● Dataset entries
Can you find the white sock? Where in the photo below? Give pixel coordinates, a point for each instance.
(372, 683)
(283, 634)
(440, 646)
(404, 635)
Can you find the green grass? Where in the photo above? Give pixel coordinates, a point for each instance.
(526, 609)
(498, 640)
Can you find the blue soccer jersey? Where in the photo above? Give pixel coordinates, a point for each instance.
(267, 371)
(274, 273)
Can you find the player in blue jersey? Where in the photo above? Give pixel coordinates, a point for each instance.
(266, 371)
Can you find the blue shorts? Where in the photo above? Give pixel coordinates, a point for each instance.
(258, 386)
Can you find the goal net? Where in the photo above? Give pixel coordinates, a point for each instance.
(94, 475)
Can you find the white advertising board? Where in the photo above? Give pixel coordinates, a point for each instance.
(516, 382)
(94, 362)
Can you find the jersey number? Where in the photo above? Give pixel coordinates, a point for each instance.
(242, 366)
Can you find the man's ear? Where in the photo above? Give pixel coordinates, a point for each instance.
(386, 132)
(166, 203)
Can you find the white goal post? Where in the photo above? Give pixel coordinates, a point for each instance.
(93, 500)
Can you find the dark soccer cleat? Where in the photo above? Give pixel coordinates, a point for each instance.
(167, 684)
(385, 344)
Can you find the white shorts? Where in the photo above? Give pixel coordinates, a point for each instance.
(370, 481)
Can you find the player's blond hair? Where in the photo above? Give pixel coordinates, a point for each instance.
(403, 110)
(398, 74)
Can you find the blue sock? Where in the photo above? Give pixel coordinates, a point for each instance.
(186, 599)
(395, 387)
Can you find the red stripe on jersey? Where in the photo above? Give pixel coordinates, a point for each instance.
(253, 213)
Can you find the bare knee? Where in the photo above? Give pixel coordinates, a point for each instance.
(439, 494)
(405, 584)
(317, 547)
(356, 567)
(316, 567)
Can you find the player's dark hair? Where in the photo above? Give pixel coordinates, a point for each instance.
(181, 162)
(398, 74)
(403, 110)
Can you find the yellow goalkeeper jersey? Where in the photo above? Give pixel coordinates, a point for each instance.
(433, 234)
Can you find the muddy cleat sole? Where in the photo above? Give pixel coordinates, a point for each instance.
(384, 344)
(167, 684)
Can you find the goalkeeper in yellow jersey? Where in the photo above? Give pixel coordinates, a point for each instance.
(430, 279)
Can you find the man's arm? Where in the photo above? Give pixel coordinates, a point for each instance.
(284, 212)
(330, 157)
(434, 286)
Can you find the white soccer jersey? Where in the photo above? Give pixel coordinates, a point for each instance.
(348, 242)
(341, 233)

● Task goal
From the records above, extract everything verbatim.

● The result
Can you find the white sock? Where in the photo below? Give pixel coordinates, a point for each instance.
(372, 683)
(283, 634)
(440, 646)
(404, 635)
Can you find the green grass? Where in the photo above? Give pixel coordinates, a point for each instance.
(526, 609)
(498, 640)
Can you find the blue soccer jersey? Where in the photo above? Give pixel coordinates, a point for each instance.
(267, 371)
(274, 273)
Can you find the player in blue jersey? Where in the photo above? Give pixel coordinates, a point for each instance.
(266, 371)
Can you find the blue shorts? Where in the photo above? Give pixel coordinates, a point for each instance.
(258, 386)
Can you find the goal net? Where in the photo above? Give pixel coordinates, a point for each instance.
(94, 475)
Can you find the white advertising board? Where in the photo above? Give pixel coordinates, a point for each instance.
(516, 382)
(94, 362)
Can you find the jersey number? Where in the photo above? Give pixel coordinates, a point for each instance.
(242, 366)
Can you find the man's ear? Where in the photo above? Give pixel coordinates, a point for each instance.
(386, 132)
(166, 203)
Can you find the white goal post? Where in the photo above? Give pixel coordinates, a point for each instance.
(93, 500)
Can you find the dark soccer cleat? Where in the photo above? Give pixel coordinates, a point for each instance.
(167, 684)
(385, 344)
Can you find the white shorts? Where in the photo above? Give pixel coordinates, a point for each instance.
(370, 481)
Can you find the player's blond hair? Where in the photo above? Give pixel coordinates, a point for each instance.
(403, 110)
(398, 74)
Can you find the blue sock? Where in the photo above? Give pixel coordinates, a point for each instance.
(186, 599)
(395, 387)
Can you find the red stripe on jersey? Where in the photo above? Give pixel coordinates, a point for each instance.
(253, 213)
Can you find the bare knee? Where in the photo above? Give pixel coordinates, a point for each instance.
(439, 494)
(405, 584)
(317, 547)
(356, 567)
(316, 567)
Can you find the player's dark hair? Where in the photo above? Give pixel coordinates, a point for each instance.
(181, 162)
(398, 74)
(403, 110)
Can you find the yellow goalkeeper jersey? Where in the photo above? Give pixel coordinates, a point for each instance.
(433, 234)
Can you find the muddy cleat sole? Where in the photo above? Give pixel coordinates, a point for each instance.
(384, 344)
(167, 684)
Can you find the goalkeeper in yellow jersey? Where in the photo above? Give pixel coordinates, a point for each instance.
(430, 279)
Can you find the man's arm? Where in the photo above? Give pixel coordinates, a point for each instance.
(284, 212)
(330, 157)
(434, 286)
Can you find the white soccer jersey? Where in the photo above? Give pixel coordinates, a point for each instance.
(348, 242)
(341, 233)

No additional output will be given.